WHAT YOU WILL DO: Could you repeat the records below exactly, leaving the pictures out?

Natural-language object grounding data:
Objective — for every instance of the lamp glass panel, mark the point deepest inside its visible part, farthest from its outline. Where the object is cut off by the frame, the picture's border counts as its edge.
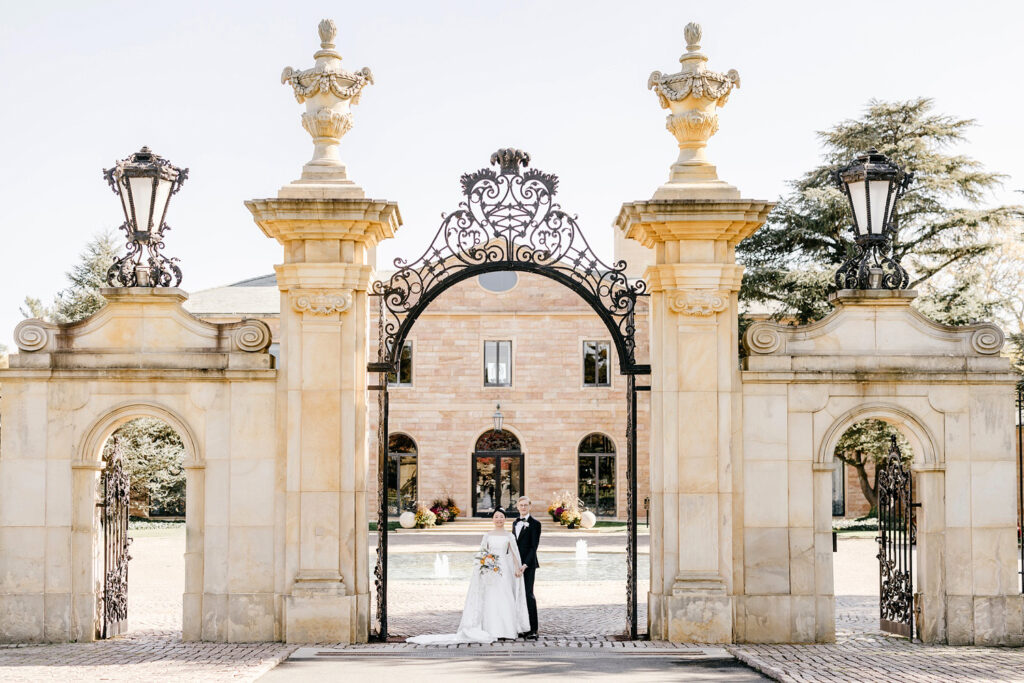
(859, 201)
(141, 196)
(163, 195)
(880, 193)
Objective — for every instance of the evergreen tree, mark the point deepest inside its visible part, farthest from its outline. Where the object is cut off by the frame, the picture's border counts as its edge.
(943, 225)
(82, 297)
(155, 460)
(868, 441)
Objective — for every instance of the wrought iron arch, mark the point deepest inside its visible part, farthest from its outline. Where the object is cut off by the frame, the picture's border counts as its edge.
(510, 221)
(507, 221)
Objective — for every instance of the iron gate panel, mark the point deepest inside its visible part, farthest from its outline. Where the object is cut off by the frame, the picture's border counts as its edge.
(117, 487)
(895, 486)
(508, 221)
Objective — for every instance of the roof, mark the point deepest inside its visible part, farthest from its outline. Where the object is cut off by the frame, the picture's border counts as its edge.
(254, 296)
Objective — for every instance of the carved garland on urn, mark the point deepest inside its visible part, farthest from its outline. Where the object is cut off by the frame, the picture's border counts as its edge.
(330, 89)
(322, 302)
(698, 303)
(693, 93)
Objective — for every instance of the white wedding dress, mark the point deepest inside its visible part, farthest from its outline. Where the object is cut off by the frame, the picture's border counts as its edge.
(496, 603)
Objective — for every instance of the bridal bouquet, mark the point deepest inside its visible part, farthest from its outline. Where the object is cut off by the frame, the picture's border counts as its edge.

SOLUTION:
Objective — for every instance of the lamp glass panel, mark the point deepest inside its visible part, farthest from its outline. Where the object is cut off by the frame, the picture's border counts as its edge.
(859, 201)
(141, 196)
(163, 195)
(880, 193)
Objective — for every instance of the evergreen tree, mark the point deepest inside its visible part, farthest from its outline. Where the object is cut off by the frame, the picture's border counts as its edge.
(943, 225)
(82, 297)
(155, 460)
(868, 441)
Objective — for every instance of the wrought iron arch, mark the point deepest inside its visible part, farthest from its outline. Where the object is cut off by the frame, the picture's border counts as its edge.
(510, 221)
(507, 221)
Objective — for every instance of the iron gate panel, mark the point deepest inside its visible part, farthest from its outline. Where the object is cut off by the frame, the picture's border counts as its edge.
(117, 487)
(895, 486)
(508, 221)
Objective — for every instance of the roof, mark the point deepest inside its visible part, farthest from its outline. Where the object is cut off by the frame, the picture's border counts as its edge.
(254, 296)
Objective — for every instance of the carved garland on urn, mark the point deepest inside its visible part, farthest from its outline. Where the object is cut off by the frame, the picture's border counts as its edge.
(330, 89)
(322, 302)
(698, 303)
(693, 93)
Objective — for every instance of the white wedding dress, mark the point deepest inside its visible part, farthest from its outline. Where the object is cut off by the frame, the picture's border counts as its edge.
(496, 603)
Objective — for every instance of the bridal bouquet, mark the point deepest inside its visible part, farthest from its outline. Where the object is cut off by the frame, the picture's border counts as its edge.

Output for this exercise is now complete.